___ RECORDS FOR THE EXERCISE

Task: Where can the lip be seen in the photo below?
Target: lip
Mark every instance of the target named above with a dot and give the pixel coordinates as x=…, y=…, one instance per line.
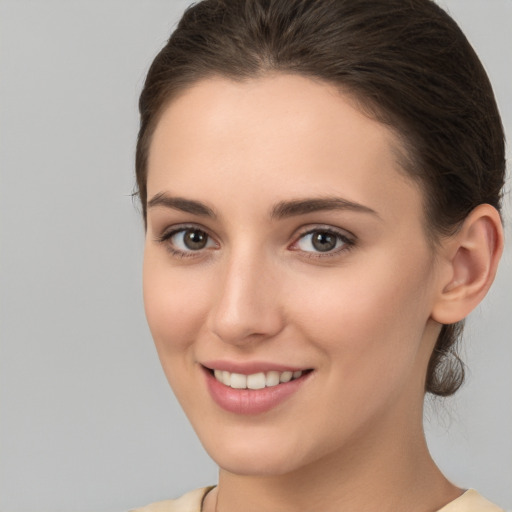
x=251, y=401
x=249, y=367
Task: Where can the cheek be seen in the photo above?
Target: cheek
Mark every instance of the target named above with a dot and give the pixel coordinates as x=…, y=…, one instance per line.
x=370, y=324
x=174, y=303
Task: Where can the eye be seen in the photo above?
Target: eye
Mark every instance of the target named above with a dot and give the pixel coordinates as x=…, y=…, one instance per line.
x=323, y=241
x=185, y=240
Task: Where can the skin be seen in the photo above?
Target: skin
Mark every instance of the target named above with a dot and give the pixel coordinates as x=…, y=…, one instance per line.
x=362, y=316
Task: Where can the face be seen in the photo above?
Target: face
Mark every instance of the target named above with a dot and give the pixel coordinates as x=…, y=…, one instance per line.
x=288, y=282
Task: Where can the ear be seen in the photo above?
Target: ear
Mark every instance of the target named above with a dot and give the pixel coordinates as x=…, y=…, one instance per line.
x=469, y=261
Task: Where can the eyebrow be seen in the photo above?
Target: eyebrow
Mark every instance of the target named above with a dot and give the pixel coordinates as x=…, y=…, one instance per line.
x=282, y=210
x=286, y=209
x=182, y=204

______

# GIVEN EXERCISE
Give every line of the rows above as a JSON list of strings, one string per line, with blank lines and the picture left out.

# EXERCISE SOLUTION
[
  "Task: Where can the lip be seen in the photo below?",
  "Target: lip",
  "Mark every instance of the target named above with a dot and give the pixel coordinates as x=…, y=…, one instance per line.",
  "x=251, y=401",
  "x=249, y=367",
  "Task: Where can the cheek be seen in the photo above?",
  "Target: cheek",
  "Mark every instance of the target named above with a dot and give the pixel coordinates as x=…, y=…, one instance per line.",
  "x=370, y=324",
  "x=174, y=303",
  "Task: Where can the eye be seen in the photo above?",
  "Target: eye",
  "Mark every instance of the target named above with a dot and give the pixel coordinates as x=…, y=…, one instance per line.",
  "x=323, y=241",
  "x=185, y=240",
  "Task: Where can the skin be seen in the photo above?",
  "Target: skin",
  "Mark every instance of the target named above with a dot and give the pixel coordinates as x=…, y=…, one instance per line.",
  "x=362, y=316",
  "Task: Where can the face be seen in the photo above?",
  "Target: face",
  "Mark every instance of the target named above with a dot and give the pixel coordinates as x=…, y=…, one instance per line.",
  "x=288, y=282",
  "Task: Where can the ear be seen in the photo above?",
  "Target: ear",
  "Mark every instance of the target named above with a dot and give the pixel coordinates as x=…, y=…, one instance per line.",
  "x=469, y=261",
  "Task: Where can the eyebrow be seen in the photo above?",
  "Target: eyebrow",
  "Mark every instance of the target named above with a dot and give the pixel coordinates as x=…, y=…, one instance per line.",
  "x=282, y=210",
  "x=286, y=209",
  "x=182, y=204"
]